• What you will do
In the reply, include exactly the lines of the entries below from the first to the line with "pixel 71 621.", that line included.

--- START ---

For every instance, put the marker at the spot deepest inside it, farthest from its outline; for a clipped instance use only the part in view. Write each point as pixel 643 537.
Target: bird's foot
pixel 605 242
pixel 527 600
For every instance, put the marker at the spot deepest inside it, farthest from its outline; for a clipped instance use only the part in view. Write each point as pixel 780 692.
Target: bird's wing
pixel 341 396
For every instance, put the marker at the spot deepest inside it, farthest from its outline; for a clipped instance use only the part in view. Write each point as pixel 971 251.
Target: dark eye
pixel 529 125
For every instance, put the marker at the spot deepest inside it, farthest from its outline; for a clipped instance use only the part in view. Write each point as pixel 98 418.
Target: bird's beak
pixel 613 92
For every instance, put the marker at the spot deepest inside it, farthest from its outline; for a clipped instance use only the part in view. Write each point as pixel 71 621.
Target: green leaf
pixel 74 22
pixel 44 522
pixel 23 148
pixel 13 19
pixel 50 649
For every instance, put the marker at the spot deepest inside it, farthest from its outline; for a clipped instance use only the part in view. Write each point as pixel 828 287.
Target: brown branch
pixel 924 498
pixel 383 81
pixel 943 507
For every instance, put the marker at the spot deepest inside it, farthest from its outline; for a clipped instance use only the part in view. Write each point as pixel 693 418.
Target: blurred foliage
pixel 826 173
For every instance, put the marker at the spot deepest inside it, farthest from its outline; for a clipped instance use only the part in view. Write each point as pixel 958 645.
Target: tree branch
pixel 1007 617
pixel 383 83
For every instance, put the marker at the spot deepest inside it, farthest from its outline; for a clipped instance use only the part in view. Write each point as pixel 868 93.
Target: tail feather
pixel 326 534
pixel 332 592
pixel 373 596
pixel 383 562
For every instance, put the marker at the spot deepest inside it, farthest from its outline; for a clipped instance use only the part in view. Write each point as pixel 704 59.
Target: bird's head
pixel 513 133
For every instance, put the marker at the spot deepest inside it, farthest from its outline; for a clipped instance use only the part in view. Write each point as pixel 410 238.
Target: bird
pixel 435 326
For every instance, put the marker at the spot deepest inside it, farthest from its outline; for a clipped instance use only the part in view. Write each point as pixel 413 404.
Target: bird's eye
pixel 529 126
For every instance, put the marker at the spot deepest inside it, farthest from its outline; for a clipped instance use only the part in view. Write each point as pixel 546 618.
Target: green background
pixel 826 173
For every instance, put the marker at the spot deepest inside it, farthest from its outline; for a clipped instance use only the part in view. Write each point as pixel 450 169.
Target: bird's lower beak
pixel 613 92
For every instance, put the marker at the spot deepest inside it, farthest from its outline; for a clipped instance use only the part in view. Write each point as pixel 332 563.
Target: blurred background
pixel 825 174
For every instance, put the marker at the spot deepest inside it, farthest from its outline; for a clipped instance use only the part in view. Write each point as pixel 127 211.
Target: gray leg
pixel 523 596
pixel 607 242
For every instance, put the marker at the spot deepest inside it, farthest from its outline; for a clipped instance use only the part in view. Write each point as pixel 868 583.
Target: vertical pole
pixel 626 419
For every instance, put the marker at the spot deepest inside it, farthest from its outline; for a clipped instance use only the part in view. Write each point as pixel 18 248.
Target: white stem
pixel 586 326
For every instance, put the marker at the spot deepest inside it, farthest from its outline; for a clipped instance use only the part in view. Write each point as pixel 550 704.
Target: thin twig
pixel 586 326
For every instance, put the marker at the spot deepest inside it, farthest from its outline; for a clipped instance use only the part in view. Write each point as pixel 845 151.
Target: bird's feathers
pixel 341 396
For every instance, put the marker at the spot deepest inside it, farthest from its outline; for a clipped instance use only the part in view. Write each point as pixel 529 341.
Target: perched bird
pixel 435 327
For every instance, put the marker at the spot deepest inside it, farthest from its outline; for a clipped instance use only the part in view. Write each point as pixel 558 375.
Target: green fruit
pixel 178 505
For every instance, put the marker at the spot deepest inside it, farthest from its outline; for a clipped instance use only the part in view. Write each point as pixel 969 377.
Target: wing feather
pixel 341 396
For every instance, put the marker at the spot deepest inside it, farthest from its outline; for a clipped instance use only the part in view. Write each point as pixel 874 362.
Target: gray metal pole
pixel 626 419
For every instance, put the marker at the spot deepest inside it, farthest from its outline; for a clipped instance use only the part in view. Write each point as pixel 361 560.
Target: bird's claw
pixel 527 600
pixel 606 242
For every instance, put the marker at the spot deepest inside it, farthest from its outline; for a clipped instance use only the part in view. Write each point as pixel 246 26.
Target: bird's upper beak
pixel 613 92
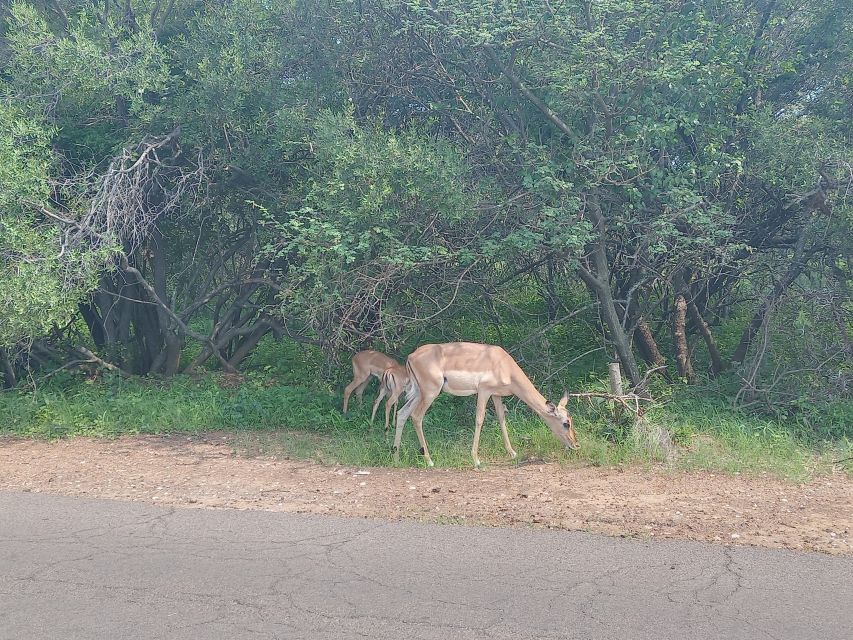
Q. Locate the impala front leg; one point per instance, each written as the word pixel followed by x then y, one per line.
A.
pixel 500 410
pixel 482 400
pixel 376 406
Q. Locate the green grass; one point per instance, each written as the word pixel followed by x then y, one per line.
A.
pixel 267 417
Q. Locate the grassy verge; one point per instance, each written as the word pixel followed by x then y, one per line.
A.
pixel 268 417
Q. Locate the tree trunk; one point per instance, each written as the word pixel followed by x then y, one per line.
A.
pixel 679 335
pixel 705 330
pixel 8 370
pixel 794 270
pixel 247 344
pixel 599 283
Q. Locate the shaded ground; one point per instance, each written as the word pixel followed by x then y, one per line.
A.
pixel 205 471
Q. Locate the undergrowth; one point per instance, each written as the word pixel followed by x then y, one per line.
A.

--- END ---

• Answer to this task
For every instance, put the marker at the spot deepest inside it, farthest from its outline; for a clipped instance use only the part in view. Write each point as pixel 643 537.
Target: bird's foot
pixel 605 242
pixel 527 600
For every instance, put the marker at the spot deepest inside it, farthest from its outline; for a clipped instance use only the part in view. Write each point as pixel 780 692.
Target: bird's wing
pixel 341 396
For every instance, put the marker at the spot deepest inside it, farthest from its outline; for a clipped instance use only the part in view. Write each point as pixel 971 251.
Target: dark eye
pixel 529 125
For every instance, put the marker at the spot deepest inside it, farthest from its outline; for a clipped instance use only the part in view. Write each point as pixel 98 418.
Target: bird's beak
pixel 613 92
For every instance, put the marker at the spot deepest inside it, farthest from its outline; for a clipped instance use only the part in view. Write each point as pixel 71 621.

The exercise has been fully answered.